Exercise task:
Retype only what runs from the line that contains "point: white dress" through the last line of the listing below, both lines included.
====== Task data
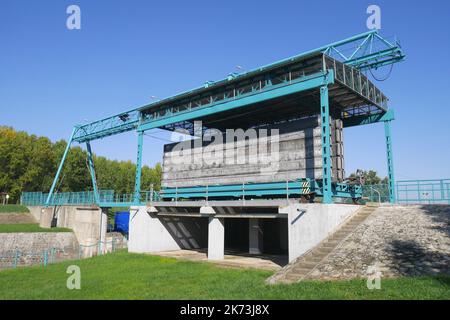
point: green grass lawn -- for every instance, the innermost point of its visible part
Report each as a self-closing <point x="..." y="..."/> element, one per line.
<point x="28" y="227"/>
<point x="13" y="208"/>
<point x="132" y="276"/>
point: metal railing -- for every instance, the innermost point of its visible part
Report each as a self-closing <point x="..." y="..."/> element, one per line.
<point x="85" y="198"/>
<point x="435" y="191"/>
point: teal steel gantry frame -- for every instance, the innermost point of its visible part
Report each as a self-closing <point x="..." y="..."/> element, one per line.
<point x="367" y="51"/>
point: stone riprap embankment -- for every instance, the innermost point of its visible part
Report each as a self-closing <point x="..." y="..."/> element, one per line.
<point x="394" y="240"/>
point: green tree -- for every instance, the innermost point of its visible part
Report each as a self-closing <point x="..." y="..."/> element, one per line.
<point x="29" y="163"/>
<point x="369" y="177"/>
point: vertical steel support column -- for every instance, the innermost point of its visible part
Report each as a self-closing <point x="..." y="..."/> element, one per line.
<point x="390" y="160"/>
<point x="61" y="164"/>
<point x="137" y="186"/>
<point x="326" y="145"/>
<point x="92" y="171"/>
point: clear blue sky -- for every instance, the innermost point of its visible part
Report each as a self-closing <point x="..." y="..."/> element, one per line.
<point x="127" y="51"/>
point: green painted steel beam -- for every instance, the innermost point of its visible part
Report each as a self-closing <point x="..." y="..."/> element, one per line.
<point x="326" y="145"/>
<point x="137" y="185"/>
<point x="307" y="83"/>
<point x="61" y="164"/>
<point x="368" y="119"/>
<point x="390" y="161"/>
<point x="92" y="172"/>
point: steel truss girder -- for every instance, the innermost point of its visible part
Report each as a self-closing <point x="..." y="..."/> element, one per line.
<point x="303" y="84"/>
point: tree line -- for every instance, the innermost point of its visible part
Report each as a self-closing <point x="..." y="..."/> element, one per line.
<point x="29" y="163"/>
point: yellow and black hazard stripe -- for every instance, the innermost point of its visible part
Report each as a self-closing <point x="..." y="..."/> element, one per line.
<point x="305" y="187"/>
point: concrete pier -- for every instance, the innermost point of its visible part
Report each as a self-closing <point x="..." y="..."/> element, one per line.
<point x="216" y="238"/>
<point x="255" y="236"/>
<point x="291" y="228"/>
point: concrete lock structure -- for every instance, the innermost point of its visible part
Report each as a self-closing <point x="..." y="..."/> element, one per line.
<point x="311" y="98"/>
<point x="256" y="227"/>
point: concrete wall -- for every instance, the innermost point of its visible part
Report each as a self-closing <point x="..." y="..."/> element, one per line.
<point x="309" y="224"/>
<point x="149" y="233"/>
<point x="87" y="222"/>
<point x="35" y="242"/>
<point x="299" y="156"/>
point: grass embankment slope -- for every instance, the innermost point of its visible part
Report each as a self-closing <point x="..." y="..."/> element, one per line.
<point x="132" y="276"/>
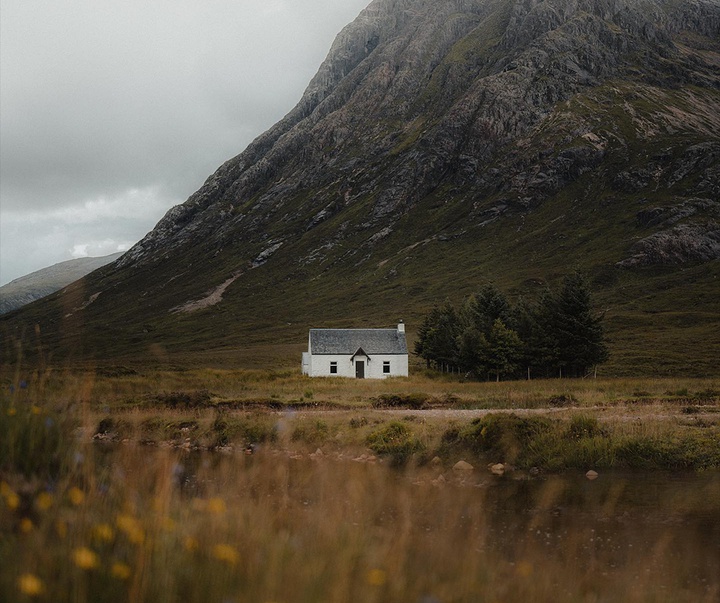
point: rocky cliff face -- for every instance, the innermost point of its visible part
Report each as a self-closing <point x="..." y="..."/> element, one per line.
<point x="440" y="138"/>
<point x="502" y="100"/>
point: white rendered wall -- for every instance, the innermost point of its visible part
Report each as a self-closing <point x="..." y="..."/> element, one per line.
<point x="319" y="366"/>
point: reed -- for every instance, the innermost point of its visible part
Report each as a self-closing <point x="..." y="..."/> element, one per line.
<point x="209" y="502"/>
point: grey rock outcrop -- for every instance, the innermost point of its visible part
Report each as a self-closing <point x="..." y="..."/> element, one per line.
<point x="417" y="95"/>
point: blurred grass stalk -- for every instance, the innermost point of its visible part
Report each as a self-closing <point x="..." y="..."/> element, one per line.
<point x="80" y="522"/>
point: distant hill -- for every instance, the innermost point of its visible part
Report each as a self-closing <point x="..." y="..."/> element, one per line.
<point x="442" y="146"/>
<point x="43" y="282"/>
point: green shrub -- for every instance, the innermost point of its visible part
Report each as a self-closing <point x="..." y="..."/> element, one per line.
<point x="560" y="400"/>
<point x="583" y="426"/>
<point x="414" y="401"/>
<point x="34" y="441"/>
<point x="396" y="439"/>
<point x="310" y="431"/>
<point x="505" y="435"/>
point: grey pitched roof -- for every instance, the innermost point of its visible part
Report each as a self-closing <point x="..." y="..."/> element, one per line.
<point x="347" y="341"/>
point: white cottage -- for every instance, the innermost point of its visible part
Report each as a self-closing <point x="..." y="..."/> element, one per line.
<point x="360" y="353"/>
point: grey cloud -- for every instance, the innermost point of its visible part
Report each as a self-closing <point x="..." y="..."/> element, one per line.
<point x="101" y="98"/>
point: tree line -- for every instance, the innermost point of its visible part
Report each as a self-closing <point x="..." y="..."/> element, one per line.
<point x="559" y="335"/>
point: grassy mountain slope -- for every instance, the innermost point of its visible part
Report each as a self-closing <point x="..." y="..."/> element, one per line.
<point x="442" y="146"/>
<point x="40" y="283"/>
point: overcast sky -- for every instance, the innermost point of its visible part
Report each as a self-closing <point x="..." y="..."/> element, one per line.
<point x="113" y="112"/>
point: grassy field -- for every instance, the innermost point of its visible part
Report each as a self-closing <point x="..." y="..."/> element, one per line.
<point x="267" y="486"/>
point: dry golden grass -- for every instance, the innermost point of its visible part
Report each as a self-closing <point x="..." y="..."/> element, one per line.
<point x="111" y="521"/>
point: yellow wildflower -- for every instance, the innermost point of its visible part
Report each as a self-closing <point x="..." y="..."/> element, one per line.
<point x="191" y="544"/>
<point x="30" y="585"/>
<point x="131" y="527"/>
<point x="61" y="528"/>
<point x="376" y="577"/>
<point x="76" y="496"/>
<point x="226" y="553"/>
<point x="120" y="570"/>
<point x="524" y="569"/>
<point x="104" y="532"/>
<point x="168" y="524"/>
<point x="12" y="500"/>
<point x="43" y="501"/>
<point x="216" y="506"/>
<point x="85" y="558"/>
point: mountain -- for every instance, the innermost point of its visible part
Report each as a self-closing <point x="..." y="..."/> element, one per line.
<point x="443" y="145"/>
<point x="40" y="283"/>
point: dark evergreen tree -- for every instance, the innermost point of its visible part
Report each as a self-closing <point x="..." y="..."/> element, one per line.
<point x="579" y="331"/>
<point x="559" y="336"/>
<point x="437" y="338"/>
<point x="503" y="350"/>
<point x="482" y="309"/>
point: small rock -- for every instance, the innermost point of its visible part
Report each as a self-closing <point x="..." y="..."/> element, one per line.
<point x="462" y="466"/>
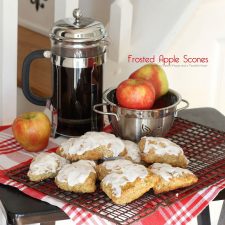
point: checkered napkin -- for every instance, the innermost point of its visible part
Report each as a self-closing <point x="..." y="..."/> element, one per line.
<point x="181" y="212"/>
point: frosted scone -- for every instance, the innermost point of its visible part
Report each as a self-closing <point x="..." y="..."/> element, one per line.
<point x="171" y="178"/>
<point x="107" y="167"/>
<point x="129" y="184"/>
<point x="79" y="176"/>
<point x="132" y="151"/>
<point x="162" y="150"/>
<point x="45" y="165"/>
<point x="92" y="146"/>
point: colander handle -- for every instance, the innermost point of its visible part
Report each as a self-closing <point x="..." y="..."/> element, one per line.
<point x="102" y="112"/>
<point x="184" y="107"/>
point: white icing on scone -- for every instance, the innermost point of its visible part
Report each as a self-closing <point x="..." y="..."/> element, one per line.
<point x="128" y="173"/>
<point x="91" y="140"/>
<point x="161" y="146"/>
<point x="167" y="171"/>
<point x="46" y="163"/>
<point x="76" y="173"/>
<point x="116" y="165"/>
<point x="133" y="150"/>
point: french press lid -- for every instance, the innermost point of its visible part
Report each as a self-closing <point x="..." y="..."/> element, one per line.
<point x="78" y="29"/>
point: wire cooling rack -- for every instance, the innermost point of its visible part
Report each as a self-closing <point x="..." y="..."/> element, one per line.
<point x="204" y="147"/>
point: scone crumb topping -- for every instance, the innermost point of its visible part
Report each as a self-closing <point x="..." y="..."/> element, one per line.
<point x="161" y="146"/>
<point x="128" y="173"/>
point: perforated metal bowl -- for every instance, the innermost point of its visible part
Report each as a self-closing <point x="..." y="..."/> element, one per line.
<point x="133" y="124"/>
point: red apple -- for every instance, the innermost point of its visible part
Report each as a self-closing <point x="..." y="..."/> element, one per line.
<point x="135" y="94"/>
<point x="32" y="131"/>
<point x="156" y="75"/>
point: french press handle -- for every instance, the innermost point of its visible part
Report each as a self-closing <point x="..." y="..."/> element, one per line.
<point x="37" y="100"/>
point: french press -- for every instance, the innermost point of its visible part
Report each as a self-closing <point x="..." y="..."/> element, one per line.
<point x="78" y="52"/>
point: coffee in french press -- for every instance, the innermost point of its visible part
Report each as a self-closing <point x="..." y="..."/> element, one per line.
<point x="78" y="52"/>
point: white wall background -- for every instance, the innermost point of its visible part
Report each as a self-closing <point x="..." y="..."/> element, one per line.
<point x="41" y="20"/>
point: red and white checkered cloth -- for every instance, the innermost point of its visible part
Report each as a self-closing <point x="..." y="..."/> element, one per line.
<point x="179" y="213"/>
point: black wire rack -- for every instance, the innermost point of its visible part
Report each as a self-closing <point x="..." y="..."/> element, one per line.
<point x="204" y="147"/>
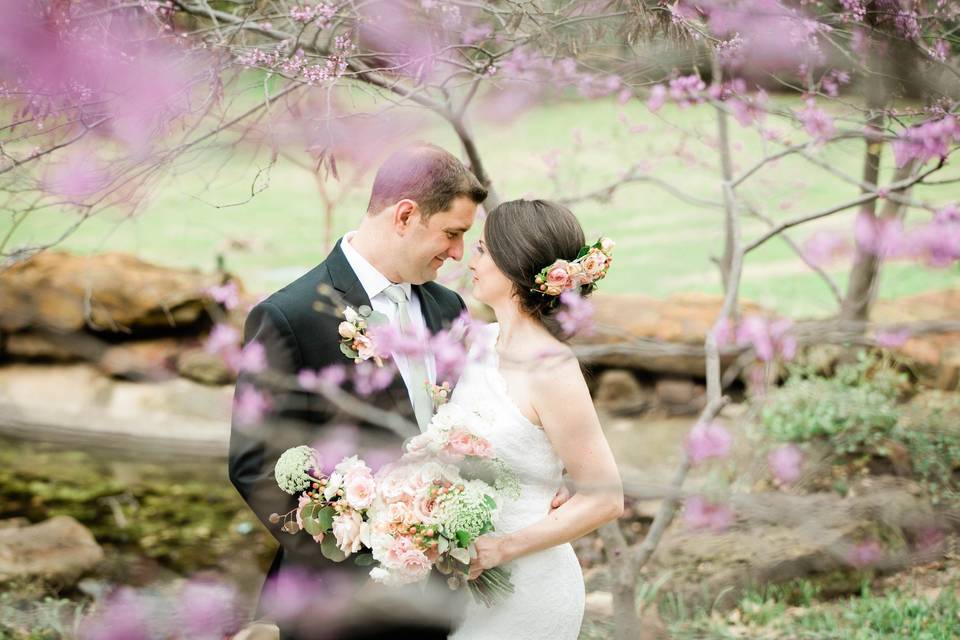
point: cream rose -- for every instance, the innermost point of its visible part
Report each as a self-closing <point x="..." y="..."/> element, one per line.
<point x="347" y="330"/>
<point x="348" y="529"/>
<point x="363" y="346"/>
<point x="359" y="488"/>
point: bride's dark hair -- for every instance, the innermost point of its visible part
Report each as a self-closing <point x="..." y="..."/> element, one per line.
<point x="523" y="237"/>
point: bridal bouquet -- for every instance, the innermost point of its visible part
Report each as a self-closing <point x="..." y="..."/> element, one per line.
<point x="421" y="512"/>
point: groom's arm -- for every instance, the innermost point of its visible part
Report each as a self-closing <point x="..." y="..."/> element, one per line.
<point x="255" y="446"/>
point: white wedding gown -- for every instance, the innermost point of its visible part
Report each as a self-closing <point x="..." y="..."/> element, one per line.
<point x="548" y="600"/>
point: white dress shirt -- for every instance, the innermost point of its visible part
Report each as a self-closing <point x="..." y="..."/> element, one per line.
<point x="374" y="283"/>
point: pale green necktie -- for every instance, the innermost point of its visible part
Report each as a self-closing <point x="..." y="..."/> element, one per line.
<point x="422" y="404"/>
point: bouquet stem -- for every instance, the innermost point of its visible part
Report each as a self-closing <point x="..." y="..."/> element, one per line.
<point x="491" y="586"/>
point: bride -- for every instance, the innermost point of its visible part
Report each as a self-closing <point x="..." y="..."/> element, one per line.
<point x="521" y="369"/>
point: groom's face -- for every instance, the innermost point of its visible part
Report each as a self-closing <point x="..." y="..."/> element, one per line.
<point x="426" y="246"/>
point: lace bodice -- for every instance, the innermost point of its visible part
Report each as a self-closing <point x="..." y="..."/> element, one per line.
<point x="523" y="445"/>
<point x="548" y="598"/>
============
Complete answer:
point: white dress shirt -- for every instance, the innermost point of its visible part
Report each as a self-closing <point x="..." y="..."/> element, one per line.
<point x="374" y="283"/>
point: pale green necktie -- for every instance, the innermost point of its visible part
Report each as a self-closing <point x="..." y="..."/> element, one per line.
<point x="422" y="404"/>
point: bouquet stem -- for every instance, the innermost point of its visible part
Report each as a self-closing <point x="..." y="..."/> element, one per line.
<point x="491" y="586"/>
point: bride -- for every instance, the innermost point of its visible part
Report each as a self-closing <point x="..." y="..."/> element, one per line.
<point x="521" y="369"/>
point: groom's face -- for every instance, the innermost point of its visible part
Report each as a self-closing <point x="..." y="..."/> element, one per line.
<point x="426" y="246"/>
point: lace bodice -- for every instance, the innermost point of its visible part
Report each as a self-closing <point x="..." y="..."/> element, one per line.
<point x="523" y="445"/>
<point x="548" y="598"/>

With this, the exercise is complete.